This vast flood of information not only presents a basic problem for researchers and engineers—how to find the data they need when they need it—but also has strained the traditional scientific peer-review and validation process. "Despite the peer-review process, problems in data validation have led, in many instances, to publication of data that are grossly erroneous and, at times, inconsistent with the fundamental laws of nature," the authors note.
The ThermoML project began as an attempt to simplify and speed the delivery of new thermodynamic data from producers to users. The system has three major components—
- ThermoML itself, an IUPAC data format standard based on XML (a generic data formatting standard) customized for storing thermodynamic data;
- Software tools developed at the NIST Thermodynamic Research Center (TRC) to simplify entering data into the system in formats close to those used by the original journal documents, displaying it in various formats and performing basic data integrity checks; and
- The ThermoData Engine, a sophisticated expert system developed at NIST, that can generate on demand recommended, evaluated data based on the existing experimental and predicted data and their uncertainties.

Your task -> In the ThermoML passage, where were the software tools for entering, displaying and checking data developed?

Data rows ->

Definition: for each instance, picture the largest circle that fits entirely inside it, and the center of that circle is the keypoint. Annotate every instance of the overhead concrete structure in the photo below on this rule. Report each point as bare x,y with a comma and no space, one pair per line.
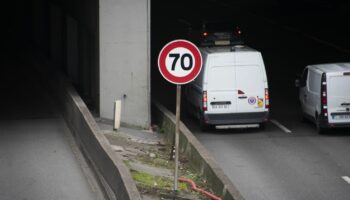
125,60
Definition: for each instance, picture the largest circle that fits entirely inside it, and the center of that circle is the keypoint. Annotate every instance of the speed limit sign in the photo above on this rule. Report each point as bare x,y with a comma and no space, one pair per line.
180,62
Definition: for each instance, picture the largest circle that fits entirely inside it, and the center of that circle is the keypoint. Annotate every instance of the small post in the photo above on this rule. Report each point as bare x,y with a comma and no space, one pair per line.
117,113
177,128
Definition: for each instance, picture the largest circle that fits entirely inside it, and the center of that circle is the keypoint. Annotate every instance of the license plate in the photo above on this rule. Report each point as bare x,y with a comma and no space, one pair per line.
340,117
220,106
222,42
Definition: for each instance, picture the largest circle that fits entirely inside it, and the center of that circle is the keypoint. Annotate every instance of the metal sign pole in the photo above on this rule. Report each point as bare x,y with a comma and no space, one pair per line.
178,103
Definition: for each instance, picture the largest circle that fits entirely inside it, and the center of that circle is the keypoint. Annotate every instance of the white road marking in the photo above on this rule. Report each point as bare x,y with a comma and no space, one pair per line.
279,125
346,179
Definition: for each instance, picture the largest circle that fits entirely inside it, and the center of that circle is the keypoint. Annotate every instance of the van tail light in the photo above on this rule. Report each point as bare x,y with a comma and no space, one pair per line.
237,31
324,108
267,99
240,92
205,101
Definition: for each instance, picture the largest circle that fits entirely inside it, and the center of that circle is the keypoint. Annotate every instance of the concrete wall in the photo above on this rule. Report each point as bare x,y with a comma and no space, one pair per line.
124,60
113,176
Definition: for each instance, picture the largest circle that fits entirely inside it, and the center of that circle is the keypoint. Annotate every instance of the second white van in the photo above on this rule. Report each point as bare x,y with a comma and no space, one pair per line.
324,94
231,89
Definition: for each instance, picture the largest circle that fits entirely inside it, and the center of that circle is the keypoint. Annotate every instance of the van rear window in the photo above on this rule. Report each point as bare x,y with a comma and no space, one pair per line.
339,86
221,78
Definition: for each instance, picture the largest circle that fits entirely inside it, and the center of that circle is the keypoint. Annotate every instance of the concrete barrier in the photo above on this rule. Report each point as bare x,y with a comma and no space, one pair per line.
111,172
198,156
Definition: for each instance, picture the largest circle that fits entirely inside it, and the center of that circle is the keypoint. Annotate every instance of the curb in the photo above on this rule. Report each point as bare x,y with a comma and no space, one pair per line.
198,156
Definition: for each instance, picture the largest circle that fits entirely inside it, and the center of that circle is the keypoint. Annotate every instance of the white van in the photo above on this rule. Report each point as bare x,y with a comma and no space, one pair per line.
231,89
324,94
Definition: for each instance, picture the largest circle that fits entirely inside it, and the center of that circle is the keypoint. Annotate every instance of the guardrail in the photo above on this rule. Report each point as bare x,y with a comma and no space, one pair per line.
198,156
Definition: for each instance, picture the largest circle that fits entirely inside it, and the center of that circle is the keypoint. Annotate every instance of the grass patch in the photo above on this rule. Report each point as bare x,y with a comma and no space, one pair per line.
151,181
156,162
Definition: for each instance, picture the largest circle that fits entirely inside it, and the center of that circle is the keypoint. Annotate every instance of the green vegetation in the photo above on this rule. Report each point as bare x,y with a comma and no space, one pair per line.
150,181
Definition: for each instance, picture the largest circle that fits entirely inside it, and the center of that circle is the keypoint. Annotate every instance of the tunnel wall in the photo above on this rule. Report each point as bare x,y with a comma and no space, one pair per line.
67,33
124,60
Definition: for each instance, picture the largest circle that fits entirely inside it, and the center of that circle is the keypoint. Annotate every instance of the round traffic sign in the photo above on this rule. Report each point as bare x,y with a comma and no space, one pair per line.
180,61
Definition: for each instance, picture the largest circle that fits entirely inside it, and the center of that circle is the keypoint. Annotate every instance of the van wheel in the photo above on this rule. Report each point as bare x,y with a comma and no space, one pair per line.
262,126
319,129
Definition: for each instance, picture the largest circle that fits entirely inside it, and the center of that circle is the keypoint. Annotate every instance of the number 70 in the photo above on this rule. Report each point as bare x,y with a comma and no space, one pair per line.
182,57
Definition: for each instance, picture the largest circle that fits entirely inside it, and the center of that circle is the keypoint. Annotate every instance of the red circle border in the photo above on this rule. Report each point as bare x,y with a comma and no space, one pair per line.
164,53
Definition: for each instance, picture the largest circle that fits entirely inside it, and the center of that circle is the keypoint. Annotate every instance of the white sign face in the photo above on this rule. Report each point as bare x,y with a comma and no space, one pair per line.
180,61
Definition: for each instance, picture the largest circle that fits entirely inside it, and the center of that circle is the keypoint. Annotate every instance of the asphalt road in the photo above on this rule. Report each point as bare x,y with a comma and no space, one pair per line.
274,164
38,157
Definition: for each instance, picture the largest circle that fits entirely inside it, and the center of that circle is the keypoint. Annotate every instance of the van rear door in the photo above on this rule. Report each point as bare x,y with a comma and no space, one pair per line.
251,88
338,93
222,93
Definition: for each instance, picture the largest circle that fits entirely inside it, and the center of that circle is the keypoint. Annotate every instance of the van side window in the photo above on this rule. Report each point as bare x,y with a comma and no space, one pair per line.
304,78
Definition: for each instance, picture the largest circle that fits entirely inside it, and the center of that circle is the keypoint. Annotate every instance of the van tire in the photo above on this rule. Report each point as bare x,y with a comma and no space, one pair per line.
319,129
202,125
262,126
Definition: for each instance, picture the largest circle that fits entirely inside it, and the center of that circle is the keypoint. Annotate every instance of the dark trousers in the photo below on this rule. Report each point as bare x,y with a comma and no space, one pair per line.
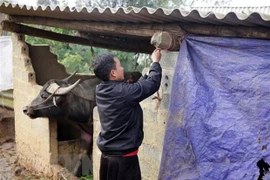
119,168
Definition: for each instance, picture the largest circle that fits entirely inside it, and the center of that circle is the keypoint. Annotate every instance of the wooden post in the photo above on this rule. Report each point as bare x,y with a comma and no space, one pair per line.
166,41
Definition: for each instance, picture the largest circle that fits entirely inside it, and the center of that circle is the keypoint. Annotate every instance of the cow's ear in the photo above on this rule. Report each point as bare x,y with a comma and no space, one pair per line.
69,77
112,74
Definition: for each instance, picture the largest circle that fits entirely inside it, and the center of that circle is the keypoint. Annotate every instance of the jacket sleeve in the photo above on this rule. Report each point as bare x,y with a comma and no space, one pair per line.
146,86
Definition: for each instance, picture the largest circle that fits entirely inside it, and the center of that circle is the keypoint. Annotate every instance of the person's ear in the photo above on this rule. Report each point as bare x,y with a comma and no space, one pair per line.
112,74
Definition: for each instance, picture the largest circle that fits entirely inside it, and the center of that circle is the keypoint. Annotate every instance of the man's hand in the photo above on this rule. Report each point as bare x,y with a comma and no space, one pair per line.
156,55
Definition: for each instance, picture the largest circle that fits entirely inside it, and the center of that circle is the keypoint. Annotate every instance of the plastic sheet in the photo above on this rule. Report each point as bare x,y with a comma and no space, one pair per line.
219,112
6,73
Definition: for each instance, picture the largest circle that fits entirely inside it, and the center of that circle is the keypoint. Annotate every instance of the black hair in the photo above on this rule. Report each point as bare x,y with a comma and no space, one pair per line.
103,65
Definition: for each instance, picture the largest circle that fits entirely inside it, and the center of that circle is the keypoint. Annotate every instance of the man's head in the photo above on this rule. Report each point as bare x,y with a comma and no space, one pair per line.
108,67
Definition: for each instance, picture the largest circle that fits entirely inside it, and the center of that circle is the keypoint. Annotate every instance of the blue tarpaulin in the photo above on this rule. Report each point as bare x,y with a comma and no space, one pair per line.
219,112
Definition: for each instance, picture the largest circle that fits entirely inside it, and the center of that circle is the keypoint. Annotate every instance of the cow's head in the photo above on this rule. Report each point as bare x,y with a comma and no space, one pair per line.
52,100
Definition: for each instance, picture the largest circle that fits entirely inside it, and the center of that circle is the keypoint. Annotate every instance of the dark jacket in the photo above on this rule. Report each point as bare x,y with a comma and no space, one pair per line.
120,113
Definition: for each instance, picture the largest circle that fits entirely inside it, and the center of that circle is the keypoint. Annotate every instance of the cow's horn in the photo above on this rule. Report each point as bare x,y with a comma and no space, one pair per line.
69,77
56,89
65,90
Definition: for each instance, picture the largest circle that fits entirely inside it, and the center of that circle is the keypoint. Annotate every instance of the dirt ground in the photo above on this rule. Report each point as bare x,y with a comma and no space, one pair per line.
10,169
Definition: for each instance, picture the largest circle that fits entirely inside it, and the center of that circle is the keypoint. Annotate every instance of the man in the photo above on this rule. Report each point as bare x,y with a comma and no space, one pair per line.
121,115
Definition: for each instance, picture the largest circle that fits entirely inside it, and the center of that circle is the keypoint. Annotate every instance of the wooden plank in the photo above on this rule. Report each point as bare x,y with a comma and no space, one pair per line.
148,30
129,45
128,29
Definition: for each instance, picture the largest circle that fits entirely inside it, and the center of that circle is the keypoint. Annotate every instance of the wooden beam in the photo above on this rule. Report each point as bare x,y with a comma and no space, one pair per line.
129,45
119,29
148,30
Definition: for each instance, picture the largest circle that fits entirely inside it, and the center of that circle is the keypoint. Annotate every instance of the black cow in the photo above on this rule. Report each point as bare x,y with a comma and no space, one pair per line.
74,102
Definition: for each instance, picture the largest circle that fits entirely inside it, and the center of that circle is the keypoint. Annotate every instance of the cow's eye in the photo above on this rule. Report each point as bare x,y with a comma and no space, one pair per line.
43,96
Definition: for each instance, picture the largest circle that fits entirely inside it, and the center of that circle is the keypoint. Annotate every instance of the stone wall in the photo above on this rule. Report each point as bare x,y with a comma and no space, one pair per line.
155,118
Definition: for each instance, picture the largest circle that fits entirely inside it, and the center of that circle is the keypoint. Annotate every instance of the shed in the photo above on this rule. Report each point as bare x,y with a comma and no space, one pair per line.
127,29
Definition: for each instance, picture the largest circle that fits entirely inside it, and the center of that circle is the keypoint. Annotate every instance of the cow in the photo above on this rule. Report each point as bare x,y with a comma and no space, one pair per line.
71,101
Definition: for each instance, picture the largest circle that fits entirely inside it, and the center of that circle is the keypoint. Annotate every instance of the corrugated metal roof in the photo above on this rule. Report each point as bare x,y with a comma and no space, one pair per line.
217,16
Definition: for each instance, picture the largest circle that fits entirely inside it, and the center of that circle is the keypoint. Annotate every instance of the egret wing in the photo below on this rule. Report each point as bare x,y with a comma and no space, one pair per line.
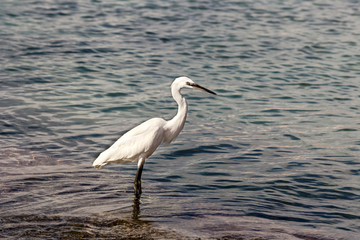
139,141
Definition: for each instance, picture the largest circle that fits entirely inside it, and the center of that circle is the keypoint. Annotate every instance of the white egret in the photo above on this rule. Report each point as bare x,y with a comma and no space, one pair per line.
140,142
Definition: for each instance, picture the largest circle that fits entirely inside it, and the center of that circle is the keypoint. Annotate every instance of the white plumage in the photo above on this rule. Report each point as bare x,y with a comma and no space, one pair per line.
140,142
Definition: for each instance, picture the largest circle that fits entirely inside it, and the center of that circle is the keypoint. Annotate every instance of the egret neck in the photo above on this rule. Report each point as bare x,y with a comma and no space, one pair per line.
174,126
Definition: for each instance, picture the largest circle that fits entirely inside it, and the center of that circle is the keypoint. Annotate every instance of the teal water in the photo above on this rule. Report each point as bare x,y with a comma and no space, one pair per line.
275,155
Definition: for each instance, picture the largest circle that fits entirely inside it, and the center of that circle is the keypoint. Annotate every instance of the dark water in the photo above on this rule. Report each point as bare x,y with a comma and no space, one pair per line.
274,156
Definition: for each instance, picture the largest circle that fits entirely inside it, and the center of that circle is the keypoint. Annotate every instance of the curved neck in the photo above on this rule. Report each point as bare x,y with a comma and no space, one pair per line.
176,124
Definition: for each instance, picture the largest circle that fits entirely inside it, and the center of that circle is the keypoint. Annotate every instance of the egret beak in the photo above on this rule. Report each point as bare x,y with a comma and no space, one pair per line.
194,85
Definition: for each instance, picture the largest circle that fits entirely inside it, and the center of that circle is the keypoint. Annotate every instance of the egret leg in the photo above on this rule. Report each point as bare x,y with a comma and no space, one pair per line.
137,182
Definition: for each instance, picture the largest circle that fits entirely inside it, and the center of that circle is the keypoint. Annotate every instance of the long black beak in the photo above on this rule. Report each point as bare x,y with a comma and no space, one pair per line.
202,88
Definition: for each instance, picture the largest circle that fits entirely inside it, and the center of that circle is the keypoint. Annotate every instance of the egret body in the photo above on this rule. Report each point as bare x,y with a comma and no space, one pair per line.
140,142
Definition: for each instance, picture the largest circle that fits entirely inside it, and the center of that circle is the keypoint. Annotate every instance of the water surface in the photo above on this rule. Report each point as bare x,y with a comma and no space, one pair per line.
275,155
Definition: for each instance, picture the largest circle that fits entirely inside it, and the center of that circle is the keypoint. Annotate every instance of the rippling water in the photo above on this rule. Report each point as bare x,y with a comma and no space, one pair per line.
274,156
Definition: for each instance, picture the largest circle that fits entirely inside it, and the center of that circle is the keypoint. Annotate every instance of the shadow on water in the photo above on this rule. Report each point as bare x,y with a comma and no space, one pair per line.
110,225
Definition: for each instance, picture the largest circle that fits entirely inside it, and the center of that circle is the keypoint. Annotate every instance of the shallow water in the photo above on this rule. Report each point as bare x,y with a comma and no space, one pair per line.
275,155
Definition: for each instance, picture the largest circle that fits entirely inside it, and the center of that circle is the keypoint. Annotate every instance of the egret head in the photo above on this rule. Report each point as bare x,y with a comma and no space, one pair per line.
185,82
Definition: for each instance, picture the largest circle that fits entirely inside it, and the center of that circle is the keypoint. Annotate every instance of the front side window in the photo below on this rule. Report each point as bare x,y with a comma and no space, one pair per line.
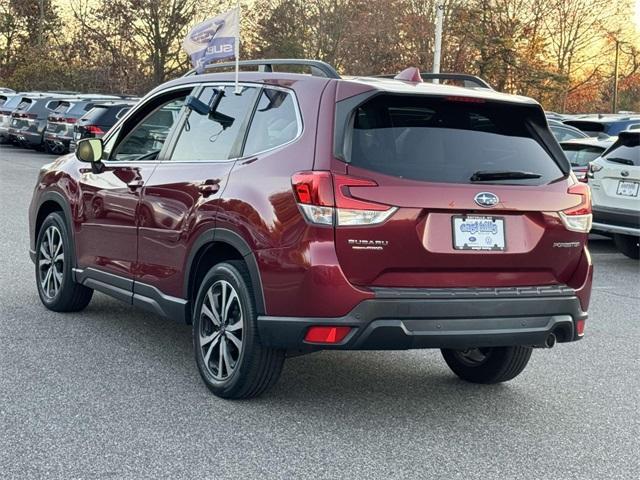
274,123
146,139
216,136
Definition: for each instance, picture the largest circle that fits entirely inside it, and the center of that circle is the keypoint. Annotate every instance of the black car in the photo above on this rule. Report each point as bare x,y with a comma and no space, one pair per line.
29,119
59,131
97,121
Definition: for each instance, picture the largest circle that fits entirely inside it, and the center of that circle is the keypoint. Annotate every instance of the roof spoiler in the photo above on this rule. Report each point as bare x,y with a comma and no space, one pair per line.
469,81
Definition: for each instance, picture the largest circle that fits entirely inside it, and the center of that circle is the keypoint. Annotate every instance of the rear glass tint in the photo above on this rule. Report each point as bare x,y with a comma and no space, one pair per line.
626,150
436,140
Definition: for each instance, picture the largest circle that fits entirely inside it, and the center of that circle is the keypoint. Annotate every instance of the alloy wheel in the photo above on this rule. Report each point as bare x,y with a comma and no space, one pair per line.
221,330
51,262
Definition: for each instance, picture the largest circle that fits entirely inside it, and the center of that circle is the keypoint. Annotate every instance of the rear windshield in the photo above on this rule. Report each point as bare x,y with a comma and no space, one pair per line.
12,103
24,104
588,127
439,140
626,150
62,107
581,155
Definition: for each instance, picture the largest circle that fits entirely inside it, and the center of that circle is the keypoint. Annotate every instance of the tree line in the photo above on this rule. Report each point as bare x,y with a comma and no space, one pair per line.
561,52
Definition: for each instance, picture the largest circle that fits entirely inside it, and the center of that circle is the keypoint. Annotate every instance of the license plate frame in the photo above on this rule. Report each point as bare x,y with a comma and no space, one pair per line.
628,184
488,236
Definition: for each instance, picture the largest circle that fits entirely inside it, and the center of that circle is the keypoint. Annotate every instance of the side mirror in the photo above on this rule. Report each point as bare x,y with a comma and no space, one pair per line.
89,150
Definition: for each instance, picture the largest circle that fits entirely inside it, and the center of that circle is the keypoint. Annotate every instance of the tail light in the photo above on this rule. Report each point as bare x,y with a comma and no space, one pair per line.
578,218
324,199
593,168
95,130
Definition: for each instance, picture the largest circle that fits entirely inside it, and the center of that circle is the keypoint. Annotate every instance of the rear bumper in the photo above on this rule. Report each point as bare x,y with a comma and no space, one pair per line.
402,319
616,220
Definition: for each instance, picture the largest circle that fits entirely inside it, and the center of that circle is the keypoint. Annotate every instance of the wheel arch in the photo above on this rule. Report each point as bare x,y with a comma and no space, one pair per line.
216,245
54,202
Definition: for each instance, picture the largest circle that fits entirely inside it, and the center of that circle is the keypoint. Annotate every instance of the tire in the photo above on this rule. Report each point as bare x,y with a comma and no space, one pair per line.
628,245
230,370
58,291
488,365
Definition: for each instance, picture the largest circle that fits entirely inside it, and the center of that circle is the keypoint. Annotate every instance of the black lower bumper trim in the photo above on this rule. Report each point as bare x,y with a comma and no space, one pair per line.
399,324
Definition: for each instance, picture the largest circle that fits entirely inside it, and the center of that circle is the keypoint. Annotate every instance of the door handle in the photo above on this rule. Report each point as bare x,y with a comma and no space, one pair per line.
209,187
135,184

Solution to this task -> At the NIST Thermodynamic Research Center (TRC).